-- Exercise --
Repeat the material exactly, every line of it.

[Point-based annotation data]
────

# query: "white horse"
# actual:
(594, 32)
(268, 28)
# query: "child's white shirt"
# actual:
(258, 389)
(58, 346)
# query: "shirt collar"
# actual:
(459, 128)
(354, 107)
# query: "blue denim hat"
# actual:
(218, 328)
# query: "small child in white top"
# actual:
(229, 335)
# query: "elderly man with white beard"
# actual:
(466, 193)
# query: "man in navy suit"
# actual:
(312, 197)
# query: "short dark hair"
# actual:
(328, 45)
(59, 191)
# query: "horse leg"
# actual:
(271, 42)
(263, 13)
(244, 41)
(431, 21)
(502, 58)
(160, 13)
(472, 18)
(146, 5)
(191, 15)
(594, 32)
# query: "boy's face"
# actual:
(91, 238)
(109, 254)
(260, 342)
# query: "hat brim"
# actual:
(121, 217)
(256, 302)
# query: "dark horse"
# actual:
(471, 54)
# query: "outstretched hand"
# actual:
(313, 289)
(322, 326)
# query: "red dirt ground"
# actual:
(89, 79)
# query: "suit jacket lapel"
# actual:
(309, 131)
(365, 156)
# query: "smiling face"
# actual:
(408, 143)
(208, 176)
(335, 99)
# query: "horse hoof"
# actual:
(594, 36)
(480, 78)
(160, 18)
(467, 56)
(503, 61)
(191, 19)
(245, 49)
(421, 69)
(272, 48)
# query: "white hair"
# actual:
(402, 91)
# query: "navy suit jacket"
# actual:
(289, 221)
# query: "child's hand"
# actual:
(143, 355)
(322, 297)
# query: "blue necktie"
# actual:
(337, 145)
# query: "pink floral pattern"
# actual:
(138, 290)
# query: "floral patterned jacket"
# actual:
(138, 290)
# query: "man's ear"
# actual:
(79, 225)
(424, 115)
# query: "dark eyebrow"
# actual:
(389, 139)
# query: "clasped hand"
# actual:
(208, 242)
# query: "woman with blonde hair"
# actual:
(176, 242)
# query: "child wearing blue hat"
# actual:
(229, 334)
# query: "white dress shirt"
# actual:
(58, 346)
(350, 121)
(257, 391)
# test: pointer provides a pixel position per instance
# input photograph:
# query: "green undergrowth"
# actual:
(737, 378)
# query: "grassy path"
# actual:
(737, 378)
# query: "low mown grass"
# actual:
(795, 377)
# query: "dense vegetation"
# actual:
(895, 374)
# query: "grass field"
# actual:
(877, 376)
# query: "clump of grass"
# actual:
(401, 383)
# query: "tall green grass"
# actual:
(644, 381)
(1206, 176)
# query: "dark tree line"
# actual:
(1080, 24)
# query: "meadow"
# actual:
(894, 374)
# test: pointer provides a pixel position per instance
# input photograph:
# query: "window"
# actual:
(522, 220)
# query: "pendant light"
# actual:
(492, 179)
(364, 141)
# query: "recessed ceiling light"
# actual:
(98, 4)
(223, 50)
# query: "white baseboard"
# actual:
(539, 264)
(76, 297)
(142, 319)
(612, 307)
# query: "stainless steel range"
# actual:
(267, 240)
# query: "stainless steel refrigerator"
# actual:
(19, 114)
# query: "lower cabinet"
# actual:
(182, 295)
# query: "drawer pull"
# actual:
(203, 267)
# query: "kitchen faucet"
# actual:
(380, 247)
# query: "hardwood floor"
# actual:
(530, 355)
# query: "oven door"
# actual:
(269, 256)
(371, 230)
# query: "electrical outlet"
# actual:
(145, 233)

────

-- Response to the exercise --
# query: "white horse"
# actual:
(594, 32)
(268, 28)
# query: "child's white shirt"
# actual:
(258, 389)
(58, 346)
# query: "shirt collar"
# actual:
(459, 128)
(354, 107)
# query: "blue denim hat"
# actual:
(218, 328)
# query: "small child in white top"
# actual:
(229, 335)
# query: "elderly man with white beard"
# actual:
(466, 193)
# query: "man in navy suit"
# actual:
(312, 197)
# query: "short dark hair"
# actual:
(328, 45)
(59, 191)
# query: "horse leg"
# actual:
(271, 42)
(263, 13)
(244, 41)
(431, 21)
(502, 58)
(160, 13)
(472, 18)
(146, 5)
(191, 15)
(594, 32)
# query: "boy's face"
# actual:
(91, 238)
(109, 254)
(260, 342)
# query: "hat brim"
# actual:
(121, 217)
(256, 302)
# query: "dark horse"
# actual:
(471, 54)
# query: "outstretched hand"
# actual:
(313, 289)
(322, 326)
# query: "red dirt ground"
# actual:
(89, 79)
# query: "suit jacket lapel"
# actual:
(309, 131)
(365, 156)
# query: "smiling face"
# actual:
(408, 143)
(208, 176)
(335, 99)
# query: "horse hoof"
# actual:
(594, 36)
(480, 78)
(160, 18)
(467, 56)
(503, 61)
(191, 19)
(245, 49)
(421, 69)
(272, 48)
# query: "white hair"
# actual:
(402, 91)
# query: "navy suit jacket"
# actual:
(289, 221)
# query: "child's hand"
# actual:
(143, 355)
(322, 297)
# query: "blue necktie"
# actual:
(337, 145)
# query: "pink floral pattern"
# actual:
(138, 290)
# query: "floral patterned jacket"
# actual:
(138, 290)
# query: "man's ear"
# actual:
(79, 225)
(424, 115)
# query: "dark eyebrow"
# actual:
(389, 139)
# query: "clasped hand"
# actual:
(208, 242)
# query: "woman with blonde hair"
# actual:
(176, 242)
# query: "child wearing blue hat"
# actual:
(229, 334)
# query: "white dress shirt"
# actual:
(58, 346)
(350, 121)
(257, 391)
# test: pointer provides a pixel position per instance
# input photograph:
# query: "green undergrowth"
# actual:
(737, 378)
# query: "grassy path"
# actual:
(737, 378)
# query: "low mown grass"
# actual:
(795, 377)
# query: "dense vegetation"
# actual:
(895, 374)
# query: "grass field"
# actual:
(877, 376)
# query: "clump of grass"
# actual:
(401, 383)
# query: "tall green grass"
# actual:
(644, 381)
(1206, 176)
# query: "dark tree line"
# actual:
(1080, 24)
# query: "meadow"
# actual:
(894, 374)
# test: pointer provides a pixel position per instance
# input photograph:
# query: "window"
# actual:
(522, 220)
# query: "pendant light"
# actual:
(492, 179)
(364, 141)
# query: "recessed ceiling light"
# actual:
(98, 4)
(223, 50)
# query: "white baseboard"
# actual:
(539, 264)
(76, 297)
(142, 319)
(612, 307)
# query: "stainless steel range"
# actual:
(267, 240)
# query: "stainless steel refrigerator"
# actual:
(19, 114)
# query: "lower cabinet"
# actual:
(182, 295)
# query: "drawer pull"
# actual:
(203, 267)
# query: "kitchen faucet"
# actual:
(380, 247)
# query: "hardwood floor"
# actual:
(530, 355)
# query: "oven door"
# actual:
(269, 256)
(371, 230)
# query: "electrical outlet"
# actual:
(145, 233)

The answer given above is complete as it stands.